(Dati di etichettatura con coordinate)
========================================================================

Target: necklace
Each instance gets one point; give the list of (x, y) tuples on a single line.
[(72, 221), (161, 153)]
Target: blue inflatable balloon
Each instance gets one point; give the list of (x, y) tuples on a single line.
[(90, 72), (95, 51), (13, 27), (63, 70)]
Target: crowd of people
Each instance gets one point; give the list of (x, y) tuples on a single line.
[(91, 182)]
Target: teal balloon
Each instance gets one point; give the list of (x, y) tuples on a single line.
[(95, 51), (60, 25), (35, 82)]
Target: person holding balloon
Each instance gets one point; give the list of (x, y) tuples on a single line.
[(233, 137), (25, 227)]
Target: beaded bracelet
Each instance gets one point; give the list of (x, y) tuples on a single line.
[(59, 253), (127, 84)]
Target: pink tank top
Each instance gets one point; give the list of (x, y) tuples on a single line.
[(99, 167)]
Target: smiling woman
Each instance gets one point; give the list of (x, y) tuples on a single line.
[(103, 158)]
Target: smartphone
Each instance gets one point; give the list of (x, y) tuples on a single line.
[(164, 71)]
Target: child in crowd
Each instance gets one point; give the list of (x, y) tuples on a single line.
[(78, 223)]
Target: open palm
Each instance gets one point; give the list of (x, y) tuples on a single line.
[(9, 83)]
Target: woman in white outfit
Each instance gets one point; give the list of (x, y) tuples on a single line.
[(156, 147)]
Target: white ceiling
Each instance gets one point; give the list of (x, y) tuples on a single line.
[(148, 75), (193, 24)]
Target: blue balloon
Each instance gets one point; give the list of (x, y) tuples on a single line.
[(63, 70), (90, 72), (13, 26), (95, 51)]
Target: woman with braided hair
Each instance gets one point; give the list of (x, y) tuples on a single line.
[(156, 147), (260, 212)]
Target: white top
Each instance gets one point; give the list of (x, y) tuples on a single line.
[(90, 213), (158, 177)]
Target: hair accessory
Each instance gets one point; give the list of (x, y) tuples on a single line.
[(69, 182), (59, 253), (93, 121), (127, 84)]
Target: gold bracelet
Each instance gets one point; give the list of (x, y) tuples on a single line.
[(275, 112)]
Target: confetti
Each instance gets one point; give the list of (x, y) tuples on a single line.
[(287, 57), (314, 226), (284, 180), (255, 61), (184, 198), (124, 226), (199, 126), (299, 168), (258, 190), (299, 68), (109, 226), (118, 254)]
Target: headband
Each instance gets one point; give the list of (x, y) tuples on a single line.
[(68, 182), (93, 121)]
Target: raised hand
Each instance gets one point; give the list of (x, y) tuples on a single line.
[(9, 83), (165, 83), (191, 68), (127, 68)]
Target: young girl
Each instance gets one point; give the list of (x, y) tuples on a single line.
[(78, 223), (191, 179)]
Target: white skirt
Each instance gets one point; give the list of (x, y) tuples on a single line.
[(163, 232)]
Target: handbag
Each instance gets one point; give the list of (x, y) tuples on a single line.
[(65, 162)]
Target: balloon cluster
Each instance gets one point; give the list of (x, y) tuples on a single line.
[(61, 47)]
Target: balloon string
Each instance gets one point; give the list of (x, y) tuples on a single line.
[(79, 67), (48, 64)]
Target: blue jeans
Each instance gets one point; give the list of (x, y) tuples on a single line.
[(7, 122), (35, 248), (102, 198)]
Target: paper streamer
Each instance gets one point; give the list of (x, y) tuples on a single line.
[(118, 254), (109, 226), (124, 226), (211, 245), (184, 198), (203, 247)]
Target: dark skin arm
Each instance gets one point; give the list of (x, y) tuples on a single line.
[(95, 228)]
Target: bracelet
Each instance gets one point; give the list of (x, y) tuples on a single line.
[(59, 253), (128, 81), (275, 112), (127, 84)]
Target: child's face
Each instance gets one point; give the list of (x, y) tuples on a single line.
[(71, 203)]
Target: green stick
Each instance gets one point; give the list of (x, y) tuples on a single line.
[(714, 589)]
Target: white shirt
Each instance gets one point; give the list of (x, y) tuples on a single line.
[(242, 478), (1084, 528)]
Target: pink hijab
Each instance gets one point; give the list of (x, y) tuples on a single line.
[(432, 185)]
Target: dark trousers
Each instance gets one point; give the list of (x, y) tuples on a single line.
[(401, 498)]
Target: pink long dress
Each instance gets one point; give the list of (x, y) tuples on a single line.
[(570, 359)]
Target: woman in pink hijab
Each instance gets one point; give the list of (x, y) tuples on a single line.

========================================================================

OBIETTIVO DELL'ESERCIZIO: Trasforma tutto l'elenco in una tabella Markdown a due colonne, Num e Riga: in Num va il numero progressivo, in Riga il testo di ogni riga. Salta le righe vuote.

RISPOSTA ALL'ESERCIZIO:
| Num | Riga |
|---|---|
| 1 | Target: necklace |
| 2 | Each instance gets one point; give the list of (x, y) tuples on a single line. |
| 3 | [(72, 221), (161, 153)] |
| 4 | Target: blue inflatable balloon |
| 5 | Each instance gets one point; give the list of (x, y) tuples on a single line. |
| 6 | [(90, 72), (95, 51), (13, 27), (63, 70)] |
| 7 | Target: crowd of people |
| 8 | Each instance gets one point; give the list of (x, y) tuples on a single line. |
| 9 | [(91, 182)] |
| 10 | Target: teal balloon |
| 11 | Each instance gets one point; give the list of (x, y) tuples on a single line. |
| 12 | [(95, 51), (60, 25), (35, 82)] |
| 13 | Target: person holding balloon |
| 14 | Each instance gets one point; give the list of (x, y) tuples on a single line. |
| 15 | [(233, 137), (25, 227)] |
| 16 | Target: beaded bracelet |
| 17 | Each instance gets one point; give the list of (x, y) tuples on a single line. |
| 18 | [(59, 253), (127, 84)] |
| 19 | Target: pink tank top |
| 20 | Each instance gets one point; give the list of (x, y) tuples on a single line. |
| 21 | [(99, 167)] |
| 22 | Target: smiling woman |
| 23 | Each instance gets one point; give the list of (x, y) tuples on a single line. |
| 24 | [(103, 158)] |
| 25 | Target: smartphone |
| 26 | Each instance gets one point; give the list of (x, y) tuples on a single line. |
| 27 | [(164, 71)] |
| 28 | Target: child in crowd |
| 29 | Each instance gets one point; give the list of (x, y) tuples on a single line. |
| 30 | [(78, 223)] |
| 31 | Target: open palm |
| 32 | Each instance gets one point; give the list of (x, y) tuples on a single line. |
| 33 | [(9, 83)] |
| 34 | Target: woman in white outfit |
| 35 | Each instance gets one point; give the list of (x, y) tuples on a single line. |
| 36 | [(156, 147)] |
| 37 | Target: white ceiling |
| 38 | Each instance gets one point; give the list of (x, y) tuples on a single line. |
| 39 | [(148, 75), (193, 24)] |
| 40 | Target: blue balloon |
| 41 | Each instance gets one point; give the list of (x, y) tuples on a single line. |
| 42 | [(63, 70), (90, 72), (13, 26), (95, 51)] |
| 43 | Target: woman with braided hair |
| 44 | Each instance gets one point; give the list of (x, y) tuples on a single line. |
| 45 | [(156, 147), (260, 212)] |
| 46 | Target: white top |
| 47 | Each instance gets one point; give the list of (x, y) tuples on a single line. |
| 48 | [(90, 213), (158, 177)] |
| 49 | Target: hair accessory |
| 50 | Each instance gets one point; give the list of (x, y) tuples on a single line. |
| 51 | [(69, 182), (59, 253), (93, 121), (127, 84)] |
| 52 | Target: gold bracelet |
| 53 | Each instance gets one point; give the list of (x, y) tuples on a single line. |
| 54 | [(275, 112)] |
| 55 | Target: confetti |
| 56 | Each instance gets one point; give the list of (x, y) tuples on a single line. |
| 57 | [(287, 57), (314, 226), (284, 180), (255, 61), (184, 198), (124, 226), (199, 126), (299, 168), (258, 190), (299, 68), (109, 226), (118, 254)] |
| 58 | Target: headband |
| 59 | Each instance gets one point; give the list of (x, y) tuples on a single line. |
| 60 | [(68, 182), (93, 121)] |
| 61 | Target: raised hand |
| 62 | Each instance gets one point; give the list of (x, y) tuples on a single line. |
| 63 | [(9, 83), (165, 83), (191, 68), (127, 68)] |
| 64 | Target: young girl |
| 65 | Each instance gets one point; give the list of (x, y) tuples on a single line. |
| 66 | [(78, 223), (191, 179)] |
| 67 | Target: white skirt |
| 68 | Each instance gets one point; give the list of (x, y) tuples on a single line. |
| 69 | [(163, 232)] |
| 70 | Target: handbag |
| 71 | Each instance gets one point; give the list of (x, y) tuples on a single line. |
| 72 | [(65, 162)] |
| 73 | Target: balloon cluster |
| 74 | Each instance gets one point; give the list of (x, y) tuples on a single line. |
| 75 | [(61, 47)] |
| 76 | Target: balloon string |
| 77 | Each instance gets one point; give the list of (x, y) tuples on a single line. |
| 78 | [(79, 67), (48, 64)] |
| 79 | Target: blue jeans |
| 80 | Each instance gets one point; give the list of (x, y) tuples on a single line. |
| 81 | [(7, 122), (35, 248), (102, 198)] |
| 82 | Target: paper streamer |
| 83 | Each instance gets one point; give the list of (x, y) tuples on a single line. |
| 84 | [(118, 254), (109, 226), (124, 226), (211, 245), (184, 198), (203, 247)] |
| 85 | Target: dark skin arm |
| 86 | Each instance gets one point; give the list of (x, y) tuples on a single line. |
| 87 | [(95, 228)] |
| 88 | Target: bracelet |
| 89 | Each instance gets one point; give the list of (x, y) tuples on a single line. |
| 90 | [(59, 253), (128, 81), (275, 112), (127, 84)] |
| 91 | Target: child's face |
| 92 | Each instance gets one point; give the list of (x, y) tuples on a single line. |
| 93 | [(71, 203)] |
| 94 | Target: green stick |
| 95 | Each instance gets one point; give the list of (x, y) tuples on a single line. |
| 96 | [(714, 589)] |
| 97 | Target: white shirt |
| 98 | Each instance gets one point; give the list of (x, y) tuples on a single line. |
| 99 | [(242, 478), (1084, 528)] |
| 100 | Target: pink hijab |
| 101 | Each instance gets one point; give the list of (x, y) tuples on a single line. |
| 102 | [(432, 185)] |
| 103 | Target: dark trousers |
| 104 | Each instance gets one point; give the list of (x, y) tuples on a single line. |
| 105 | [(401, 498)] |
| 106 | Target: pink long dress |
| 107 | Each instance gets one point; give the list of (x, y) tuples on a single line. |
| 108 | [(570, 359)] |
| 109 | Target: woman in pink hijab |
| 110 | Each instance gets one point; give the list of (x, y) tuples on a single line. |